─── Provided passage ───
A lot of thinking to do…

It’s been a while since I posted – things have been pretty similar as far as Sofa Guy comes.  My birthday was a complete disaster with him losing a bet and saying he was leaving… I thought great, just what I need on my birthday and questioned him as to why he was treating me like this.  He apologised quickly and said he wouldn’t have left me on my birthday…

Which brings me back to now…  Sofa Guy was on a stag weekend last weekend and I was going out of my mind with worry.  I had been a good little girlfriend and given him suncream and a prepaid VISA card with £100 on it (i’ll get to that in a bit) and the whole time he was away I was paranoid he was going to cheat on me.  I spent the weekend with a good friend of mine and we ended up going shopping and going out on the piss.  Whilst we were in the bar I got very tearful which quickly passed as I wandered to the bar to pick up a couple of bottles of champagne.

A guy at the bar asked me what I was celebrating.. I said “that I’m alive” and left it at that.  He and his friends followed me back to my table where we were sitting and joined us.  I paid no attention whatsoever to these guys as I just wasn’t interested.  I love Sofa Guy, I don’t want anyone else.  I noticed that all of these guys were wearing wedding rings.  One guy told me it wasn’t a wedding ring so I took it off and noticed the inscription of his name with his wife’s.  The creepy man who was sitting inbetween me and my friend kept putting his hand up my back and I asked him to stop.  He persisted on how great my tits were and how much he wanted to snog / touch / fuck me.  I told him he should be ashamed of himself with his wife and 5 year old daughter at home and what hope did it give me with my boyfriend in Spain on a stag party when we’re not even engaged.  He simply answered he’s probably fucking someone right now.

In the end I snogged two of the guys just to get rid of them. They wouldn’t leave us alone.  I hated every second of it… they were both really shit snogs and I felt so guilty and terrible afterwards I burst into tears when they left the table.  The sensible guy must have noticed because he came back over, apologised and said that none of them would have ever taken it any further than a snog and that my boyfriend wouldn’t be doing anything behind my back because he knows what he has got at home.  I was so drunk that night we came home on the early train and I passed out with my best friend looking after me at home.
─── Raw records ───
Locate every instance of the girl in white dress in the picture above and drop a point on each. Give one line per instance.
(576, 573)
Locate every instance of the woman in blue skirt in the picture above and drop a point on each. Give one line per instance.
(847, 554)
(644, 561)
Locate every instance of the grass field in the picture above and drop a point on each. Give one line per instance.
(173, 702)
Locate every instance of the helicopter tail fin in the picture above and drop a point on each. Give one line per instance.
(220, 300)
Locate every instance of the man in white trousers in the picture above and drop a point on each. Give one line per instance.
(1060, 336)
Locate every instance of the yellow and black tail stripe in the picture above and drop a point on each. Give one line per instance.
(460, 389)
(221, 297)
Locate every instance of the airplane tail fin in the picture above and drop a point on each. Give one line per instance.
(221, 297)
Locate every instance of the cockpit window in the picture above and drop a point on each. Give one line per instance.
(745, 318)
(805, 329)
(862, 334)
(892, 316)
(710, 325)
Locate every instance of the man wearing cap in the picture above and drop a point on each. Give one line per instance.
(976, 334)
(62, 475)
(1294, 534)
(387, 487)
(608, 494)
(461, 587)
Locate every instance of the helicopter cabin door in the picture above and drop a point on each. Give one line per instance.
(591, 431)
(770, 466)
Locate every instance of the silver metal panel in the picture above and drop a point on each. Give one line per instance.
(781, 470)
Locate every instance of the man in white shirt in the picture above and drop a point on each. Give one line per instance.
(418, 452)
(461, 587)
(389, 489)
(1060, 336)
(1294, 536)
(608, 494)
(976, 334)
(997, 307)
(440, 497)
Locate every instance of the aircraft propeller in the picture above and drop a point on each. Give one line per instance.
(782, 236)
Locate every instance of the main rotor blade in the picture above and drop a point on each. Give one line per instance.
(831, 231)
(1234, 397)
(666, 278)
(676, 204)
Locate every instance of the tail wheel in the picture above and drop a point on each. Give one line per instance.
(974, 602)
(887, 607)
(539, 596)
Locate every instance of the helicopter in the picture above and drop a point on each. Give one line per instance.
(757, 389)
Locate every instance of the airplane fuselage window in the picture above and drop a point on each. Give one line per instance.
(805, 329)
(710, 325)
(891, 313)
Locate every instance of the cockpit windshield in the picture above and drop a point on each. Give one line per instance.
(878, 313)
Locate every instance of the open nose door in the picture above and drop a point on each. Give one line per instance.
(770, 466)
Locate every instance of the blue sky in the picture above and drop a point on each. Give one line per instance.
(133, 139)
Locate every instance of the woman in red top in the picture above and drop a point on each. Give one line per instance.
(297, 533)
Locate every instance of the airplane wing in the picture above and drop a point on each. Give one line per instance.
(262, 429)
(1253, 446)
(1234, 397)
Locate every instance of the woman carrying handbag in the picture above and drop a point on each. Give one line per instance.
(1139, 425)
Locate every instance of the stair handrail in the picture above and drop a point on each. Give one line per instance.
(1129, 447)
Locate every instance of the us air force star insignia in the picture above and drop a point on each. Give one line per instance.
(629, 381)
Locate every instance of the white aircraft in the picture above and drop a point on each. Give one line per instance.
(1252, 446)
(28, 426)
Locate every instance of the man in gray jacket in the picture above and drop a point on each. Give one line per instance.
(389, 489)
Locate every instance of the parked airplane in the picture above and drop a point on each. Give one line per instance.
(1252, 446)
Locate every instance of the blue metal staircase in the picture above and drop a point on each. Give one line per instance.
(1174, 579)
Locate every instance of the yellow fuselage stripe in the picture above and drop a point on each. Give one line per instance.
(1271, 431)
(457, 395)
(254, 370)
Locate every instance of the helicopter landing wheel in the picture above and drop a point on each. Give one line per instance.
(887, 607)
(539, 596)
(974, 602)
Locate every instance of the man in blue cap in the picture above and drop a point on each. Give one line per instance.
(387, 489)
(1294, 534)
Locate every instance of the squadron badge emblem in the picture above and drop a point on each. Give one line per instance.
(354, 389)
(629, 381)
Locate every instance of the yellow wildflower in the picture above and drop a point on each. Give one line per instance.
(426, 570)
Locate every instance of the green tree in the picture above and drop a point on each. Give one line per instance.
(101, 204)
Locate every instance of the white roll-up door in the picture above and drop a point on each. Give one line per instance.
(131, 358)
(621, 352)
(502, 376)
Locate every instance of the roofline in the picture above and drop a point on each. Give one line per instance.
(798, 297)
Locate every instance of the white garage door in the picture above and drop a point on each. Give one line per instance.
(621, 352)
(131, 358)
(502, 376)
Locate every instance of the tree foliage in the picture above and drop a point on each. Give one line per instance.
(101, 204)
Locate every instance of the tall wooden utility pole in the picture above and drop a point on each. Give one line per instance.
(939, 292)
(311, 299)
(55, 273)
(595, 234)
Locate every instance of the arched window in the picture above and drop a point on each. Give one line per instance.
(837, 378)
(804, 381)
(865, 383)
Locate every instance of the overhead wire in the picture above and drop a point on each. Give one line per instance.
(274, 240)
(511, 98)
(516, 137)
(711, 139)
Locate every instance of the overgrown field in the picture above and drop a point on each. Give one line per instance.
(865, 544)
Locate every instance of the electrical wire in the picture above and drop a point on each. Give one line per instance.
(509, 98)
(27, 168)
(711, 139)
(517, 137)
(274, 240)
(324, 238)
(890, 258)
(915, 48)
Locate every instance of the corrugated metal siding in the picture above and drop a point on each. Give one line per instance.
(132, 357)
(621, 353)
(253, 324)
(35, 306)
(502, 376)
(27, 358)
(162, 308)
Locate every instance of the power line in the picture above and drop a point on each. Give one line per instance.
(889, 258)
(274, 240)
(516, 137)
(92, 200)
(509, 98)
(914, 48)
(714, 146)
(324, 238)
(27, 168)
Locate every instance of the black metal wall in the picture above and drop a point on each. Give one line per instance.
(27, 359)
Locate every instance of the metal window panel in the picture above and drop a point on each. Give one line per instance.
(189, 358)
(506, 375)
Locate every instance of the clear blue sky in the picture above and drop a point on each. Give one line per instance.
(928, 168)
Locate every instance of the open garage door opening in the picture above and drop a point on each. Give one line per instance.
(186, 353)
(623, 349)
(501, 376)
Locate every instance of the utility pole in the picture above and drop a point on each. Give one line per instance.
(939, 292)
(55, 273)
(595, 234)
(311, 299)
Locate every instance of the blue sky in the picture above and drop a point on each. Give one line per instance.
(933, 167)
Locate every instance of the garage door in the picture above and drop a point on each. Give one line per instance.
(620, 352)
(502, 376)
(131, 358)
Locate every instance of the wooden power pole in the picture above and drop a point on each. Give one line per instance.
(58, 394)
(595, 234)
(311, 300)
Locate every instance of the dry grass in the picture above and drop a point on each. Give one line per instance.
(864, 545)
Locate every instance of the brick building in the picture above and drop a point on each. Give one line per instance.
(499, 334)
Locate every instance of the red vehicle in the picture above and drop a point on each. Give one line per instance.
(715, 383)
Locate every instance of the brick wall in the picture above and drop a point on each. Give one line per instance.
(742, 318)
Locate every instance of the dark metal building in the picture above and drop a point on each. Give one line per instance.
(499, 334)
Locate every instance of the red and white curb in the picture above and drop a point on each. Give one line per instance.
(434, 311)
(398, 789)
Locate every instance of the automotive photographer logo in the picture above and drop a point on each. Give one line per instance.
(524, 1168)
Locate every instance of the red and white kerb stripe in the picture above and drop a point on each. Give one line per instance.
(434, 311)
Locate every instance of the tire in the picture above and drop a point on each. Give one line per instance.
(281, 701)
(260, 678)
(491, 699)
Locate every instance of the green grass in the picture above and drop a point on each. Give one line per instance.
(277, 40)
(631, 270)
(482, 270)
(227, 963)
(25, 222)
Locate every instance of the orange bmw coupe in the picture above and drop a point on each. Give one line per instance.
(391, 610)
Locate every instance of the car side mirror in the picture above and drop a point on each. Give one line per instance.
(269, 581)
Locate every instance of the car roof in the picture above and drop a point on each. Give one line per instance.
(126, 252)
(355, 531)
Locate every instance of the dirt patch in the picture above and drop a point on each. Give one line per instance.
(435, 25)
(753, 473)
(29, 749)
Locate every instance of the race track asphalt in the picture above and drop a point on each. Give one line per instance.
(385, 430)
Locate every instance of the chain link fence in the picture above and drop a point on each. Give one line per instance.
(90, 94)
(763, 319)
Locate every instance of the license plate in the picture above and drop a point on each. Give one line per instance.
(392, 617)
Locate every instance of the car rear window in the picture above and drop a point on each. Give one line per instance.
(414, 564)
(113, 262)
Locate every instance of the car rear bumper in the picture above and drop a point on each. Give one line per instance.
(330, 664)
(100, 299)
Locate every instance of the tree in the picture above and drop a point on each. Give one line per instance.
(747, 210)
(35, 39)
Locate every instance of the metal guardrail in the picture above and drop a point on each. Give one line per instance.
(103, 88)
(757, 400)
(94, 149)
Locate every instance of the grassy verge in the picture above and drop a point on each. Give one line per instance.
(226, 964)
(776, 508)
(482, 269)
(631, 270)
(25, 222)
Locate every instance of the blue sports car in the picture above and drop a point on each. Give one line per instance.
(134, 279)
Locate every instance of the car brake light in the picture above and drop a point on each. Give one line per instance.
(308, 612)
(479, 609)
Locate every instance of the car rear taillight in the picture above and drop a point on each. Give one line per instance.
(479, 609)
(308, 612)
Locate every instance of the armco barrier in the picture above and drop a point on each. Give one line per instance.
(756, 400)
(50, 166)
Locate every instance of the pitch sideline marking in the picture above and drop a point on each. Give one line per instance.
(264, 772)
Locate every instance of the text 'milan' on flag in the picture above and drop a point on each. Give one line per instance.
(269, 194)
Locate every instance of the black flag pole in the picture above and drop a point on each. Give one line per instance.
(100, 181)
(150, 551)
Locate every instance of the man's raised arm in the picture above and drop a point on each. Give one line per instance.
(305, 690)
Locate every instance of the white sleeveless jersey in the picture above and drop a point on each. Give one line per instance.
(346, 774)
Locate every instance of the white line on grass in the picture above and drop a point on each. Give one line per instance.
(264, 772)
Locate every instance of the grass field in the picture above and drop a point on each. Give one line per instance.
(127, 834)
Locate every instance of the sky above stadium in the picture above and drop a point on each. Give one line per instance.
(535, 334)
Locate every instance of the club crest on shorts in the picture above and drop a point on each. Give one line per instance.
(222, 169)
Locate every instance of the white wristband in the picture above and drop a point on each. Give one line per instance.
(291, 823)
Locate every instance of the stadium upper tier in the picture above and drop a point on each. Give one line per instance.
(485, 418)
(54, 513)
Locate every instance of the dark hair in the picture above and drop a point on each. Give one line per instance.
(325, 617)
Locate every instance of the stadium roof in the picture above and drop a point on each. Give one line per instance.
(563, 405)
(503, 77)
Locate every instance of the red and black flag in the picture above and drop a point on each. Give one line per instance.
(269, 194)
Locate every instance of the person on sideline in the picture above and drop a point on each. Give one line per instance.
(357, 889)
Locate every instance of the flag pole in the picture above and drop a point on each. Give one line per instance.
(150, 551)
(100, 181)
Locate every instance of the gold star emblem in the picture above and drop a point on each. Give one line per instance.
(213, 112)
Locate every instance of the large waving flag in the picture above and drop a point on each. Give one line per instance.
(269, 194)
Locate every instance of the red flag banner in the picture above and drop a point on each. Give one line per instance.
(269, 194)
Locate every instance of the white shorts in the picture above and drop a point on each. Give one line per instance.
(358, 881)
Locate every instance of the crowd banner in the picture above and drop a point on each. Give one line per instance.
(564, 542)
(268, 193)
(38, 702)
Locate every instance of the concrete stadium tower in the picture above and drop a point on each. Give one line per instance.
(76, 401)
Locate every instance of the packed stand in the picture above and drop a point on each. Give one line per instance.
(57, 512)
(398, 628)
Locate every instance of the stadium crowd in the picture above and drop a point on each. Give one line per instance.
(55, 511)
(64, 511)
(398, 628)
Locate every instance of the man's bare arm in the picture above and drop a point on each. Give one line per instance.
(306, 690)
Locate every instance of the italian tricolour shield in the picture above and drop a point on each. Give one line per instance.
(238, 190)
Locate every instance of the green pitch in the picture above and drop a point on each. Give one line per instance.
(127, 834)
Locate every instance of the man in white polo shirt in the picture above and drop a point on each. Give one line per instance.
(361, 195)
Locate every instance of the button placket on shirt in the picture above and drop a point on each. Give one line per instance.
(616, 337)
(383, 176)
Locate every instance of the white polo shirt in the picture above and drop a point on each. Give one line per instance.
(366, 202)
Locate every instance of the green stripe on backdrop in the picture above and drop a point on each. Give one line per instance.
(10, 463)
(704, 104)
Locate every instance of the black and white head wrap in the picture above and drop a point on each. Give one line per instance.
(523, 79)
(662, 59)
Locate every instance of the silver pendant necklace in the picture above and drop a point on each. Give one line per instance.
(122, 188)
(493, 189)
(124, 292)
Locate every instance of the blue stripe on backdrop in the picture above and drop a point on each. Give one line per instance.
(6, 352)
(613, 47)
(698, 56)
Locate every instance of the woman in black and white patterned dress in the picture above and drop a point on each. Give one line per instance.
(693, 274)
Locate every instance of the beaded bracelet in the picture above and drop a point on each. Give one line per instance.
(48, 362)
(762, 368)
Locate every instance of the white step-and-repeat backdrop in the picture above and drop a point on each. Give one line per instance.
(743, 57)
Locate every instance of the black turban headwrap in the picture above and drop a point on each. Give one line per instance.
───
▶ Work instructions:
In the blog post, how much money was on the prepaid VISA card given to Sofa Guy?

▶ Response to this task:
£100